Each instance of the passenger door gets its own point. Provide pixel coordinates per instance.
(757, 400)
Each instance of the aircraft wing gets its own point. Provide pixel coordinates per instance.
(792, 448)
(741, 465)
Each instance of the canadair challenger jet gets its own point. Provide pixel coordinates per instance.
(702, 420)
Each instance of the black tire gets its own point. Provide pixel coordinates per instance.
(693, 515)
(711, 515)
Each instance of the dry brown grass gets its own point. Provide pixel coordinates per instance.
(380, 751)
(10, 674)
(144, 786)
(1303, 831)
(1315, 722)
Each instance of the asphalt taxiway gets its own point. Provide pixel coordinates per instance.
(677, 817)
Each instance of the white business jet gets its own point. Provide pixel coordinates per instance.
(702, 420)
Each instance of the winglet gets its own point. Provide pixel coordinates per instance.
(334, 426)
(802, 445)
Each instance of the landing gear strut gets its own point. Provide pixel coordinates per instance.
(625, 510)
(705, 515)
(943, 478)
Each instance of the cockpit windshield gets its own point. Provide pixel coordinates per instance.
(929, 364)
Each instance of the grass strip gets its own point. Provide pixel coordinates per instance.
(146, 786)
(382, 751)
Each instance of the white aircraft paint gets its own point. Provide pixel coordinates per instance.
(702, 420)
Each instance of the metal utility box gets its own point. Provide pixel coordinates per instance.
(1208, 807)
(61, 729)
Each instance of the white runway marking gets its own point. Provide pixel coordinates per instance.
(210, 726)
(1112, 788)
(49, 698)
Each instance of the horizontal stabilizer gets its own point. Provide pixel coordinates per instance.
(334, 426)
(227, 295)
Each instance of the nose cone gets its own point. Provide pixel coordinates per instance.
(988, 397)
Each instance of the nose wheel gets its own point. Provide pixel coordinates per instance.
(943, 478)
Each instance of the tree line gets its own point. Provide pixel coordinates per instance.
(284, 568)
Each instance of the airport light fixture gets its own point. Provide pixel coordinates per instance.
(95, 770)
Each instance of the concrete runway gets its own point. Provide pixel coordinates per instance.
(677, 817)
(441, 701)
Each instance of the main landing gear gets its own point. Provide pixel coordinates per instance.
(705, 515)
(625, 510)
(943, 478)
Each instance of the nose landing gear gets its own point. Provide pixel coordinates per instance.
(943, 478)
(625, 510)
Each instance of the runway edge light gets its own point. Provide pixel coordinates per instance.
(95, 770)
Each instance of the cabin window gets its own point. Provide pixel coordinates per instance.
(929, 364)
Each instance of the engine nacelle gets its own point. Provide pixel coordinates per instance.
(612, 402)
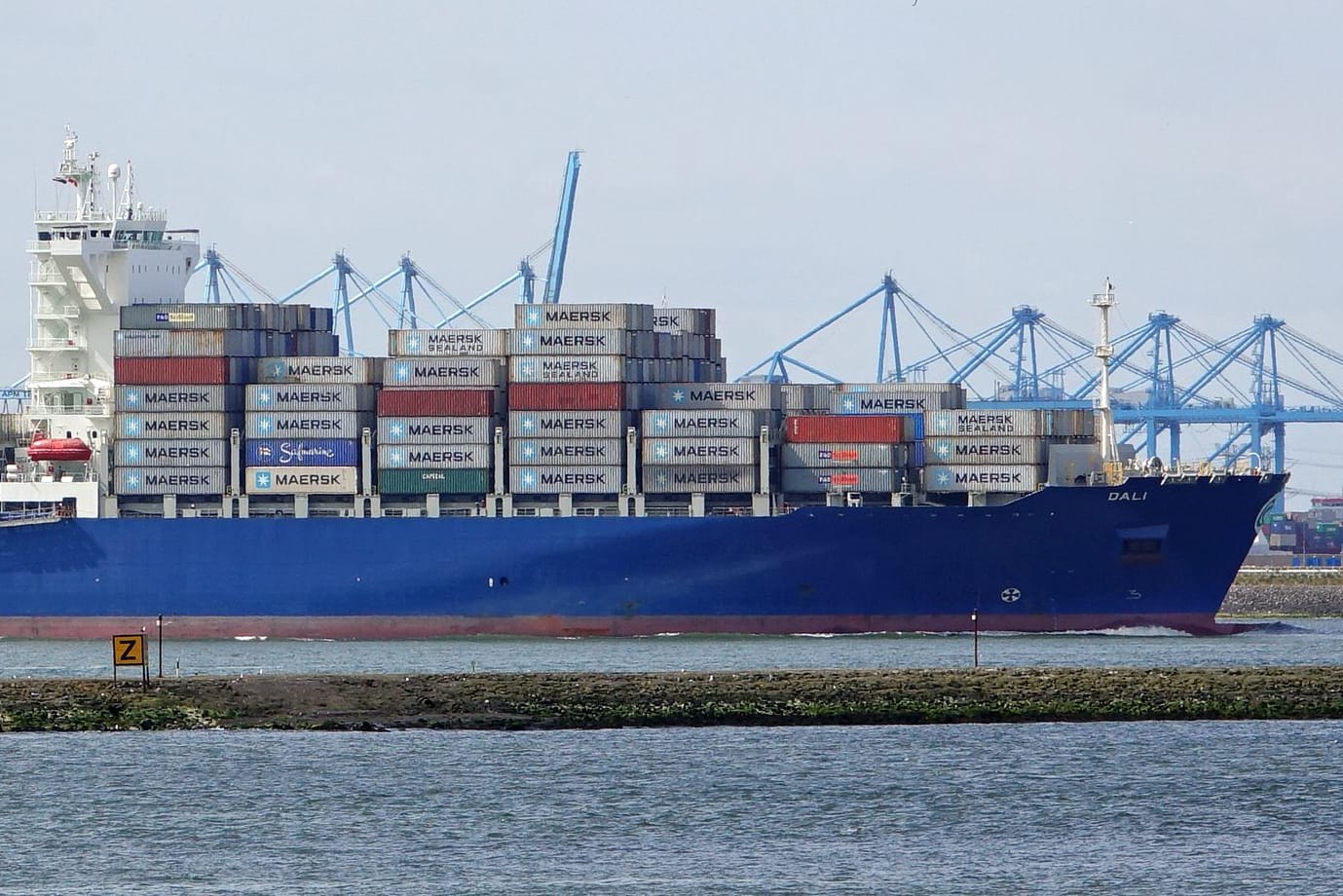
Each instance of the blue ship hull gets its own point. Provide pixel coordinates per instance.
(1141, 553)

...

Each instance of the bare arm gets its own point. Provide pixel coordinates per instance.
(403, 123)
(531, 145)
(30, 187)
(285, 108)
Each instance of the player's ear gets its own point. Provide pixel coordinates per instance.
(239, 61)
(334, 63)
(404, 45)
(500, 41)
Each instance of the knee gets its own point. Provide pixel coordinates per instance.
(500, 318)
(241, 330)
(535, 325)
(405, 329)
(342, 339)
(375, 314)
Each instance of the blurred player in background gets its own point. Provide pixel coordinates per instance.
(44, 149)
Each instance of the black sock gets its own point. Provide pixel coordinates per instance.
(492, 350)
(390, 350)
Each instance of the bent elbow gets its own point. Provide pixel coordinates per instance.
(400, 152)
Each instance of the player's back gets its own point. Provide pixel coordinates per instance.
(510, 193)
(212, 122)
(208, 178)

* _Stated goal_:
Render the lines from the one containing "Each instance of the passenger" through the one containing "(1315, 722)" as a numbered list, omitting blank lines.

* _Solution_:
1. Each instance of the passenger door gets its own point. Provide pixel coordinates per instance.
2. (757, 400)
3. Each instance of the aircraft wing gets its own point. Provide pixel coordinates per instance.
4. (792, 448)
5. (741, 465)
6. Each instance of the canadair challenger jet gets its own point. Provide pixel coordinates per instance.
7. (702, 420)
8. Each instance of the black tire gets its own point. Provide pixel coordinates per instance.
9. (693, 515)
10. (711, 515)
11. Each instance of the dry brown grass gets its own point. Provide pixel coordinates per instance.
12. (380, 751)
13. (10, 674)
14. (144, 786)
15. (1303, 831)
16. (1315, 722)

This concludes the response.